# TASK DETAILS
Every line of the data below must be given again exactly.

# DATA FOR THE TASK
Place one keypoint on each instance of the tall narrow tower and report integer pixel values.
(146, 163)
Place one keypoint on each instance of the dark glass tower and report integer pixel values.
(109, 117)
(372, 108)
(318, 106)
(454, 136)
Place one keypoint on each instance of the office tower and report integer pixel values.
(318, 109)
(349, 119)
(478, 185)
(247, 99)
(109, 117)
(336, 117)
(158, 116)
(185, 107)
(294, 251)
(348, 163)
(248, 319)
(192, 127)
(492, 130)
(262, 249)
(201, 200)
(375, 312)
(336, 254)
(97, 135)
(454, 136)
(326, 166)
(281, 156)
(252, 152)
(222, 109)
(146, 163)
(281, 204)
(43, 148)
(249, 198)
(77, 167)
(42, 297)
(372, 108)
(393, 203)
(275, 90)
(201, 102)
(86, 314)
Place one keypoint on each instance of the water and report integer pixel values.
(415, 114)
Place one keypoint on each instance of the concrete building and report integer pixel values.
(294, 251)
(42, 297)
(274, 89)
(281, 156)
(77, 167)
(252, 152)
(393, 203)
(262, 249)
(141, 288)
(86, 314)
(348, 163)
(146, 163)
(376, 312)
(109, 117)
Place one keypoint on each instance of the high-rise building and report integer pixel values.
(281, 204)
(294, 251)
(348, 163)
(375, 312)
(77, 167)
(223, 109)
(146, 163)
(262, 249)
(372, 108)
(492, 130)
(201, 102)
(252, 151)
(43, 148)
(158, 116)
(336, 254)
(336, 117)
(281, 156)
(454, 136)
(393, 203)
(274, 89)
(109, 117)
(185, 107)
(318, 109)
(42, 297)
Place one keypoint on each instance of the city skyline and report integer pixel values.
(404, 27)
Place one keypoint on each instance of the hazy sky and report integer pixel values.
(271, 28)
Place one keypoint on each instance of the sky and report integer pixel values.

# RESPONSE FOR THIS EXERCISE
Place one keypoint on each instance of the tall narrow tower and report integer pixel values.
(146, 163)
Place one keypoint on each instance of the dark glass tower and report integer pixel values.
(109, 117)
(372, 108)
(318, 106)
(454, 136)
Place one keypoint on each instance of the office tower and report integer pixel values.
(318, 109)
(349, 119)
(478, 185)
(247, 99)
(109, 117)
(336, 117)
(158, 116)
(185, 107)
(294, 251)
(348, 163)
(248, 319)
(192, 127)
(492, 130)
(262, 249)
(201, 200)
(375, 312)
(336, 254)
(97, 135)
(454, 136)
(326, 166)
(281, 156)
(252, 152)
(222, 109)
(146, 163)
(281, 204)
(43, 148)
(249, 198)
(77, 167)
(42, 297)
(372, 108)
(393, 203)
(275, 90)
(201, 102)
(86, 314)
Place one keypoint on each instance of the water and report integer pixel values.
(415, 114)
Place one keypoint on each instance of the concrete building and report integer pixel values.
(294, 251)
(42, 297)
(274, 89)
(281, 156)
(77, 167)
(252, 152)
(393, 203)
(262, 249)
(141, 288)
(86, 314)
(348, 163)
(146, 163)
(376, 312)
(109, 117)
Place one keypoint on each instance of the high-rise building and report integer pixel values.
(281, 204)
(294, 251)
(348, 163)
(375, 312)
(77, 167)
(223, 109)
(146, 163)
(262, 249)
(372, 108)
(492, 130)
(201, 102)
(252, 151)
(43, 148)
(158, 116)
(336, 254)
(336, 117)
(281, 156)
(454, 136)
(393, 203)
(274, 89)
(109, 117)
(185, 107)
(318, 109)
(42, 297)
Place one keypoint on each instance of the city skyline and report integer pixel values.
(404, 27)
Place one keypoint on each instance of the hazy sky and report integer pixel values.
(271, 28)
Place one keypoint on each instance of the sky and report integer pixel values.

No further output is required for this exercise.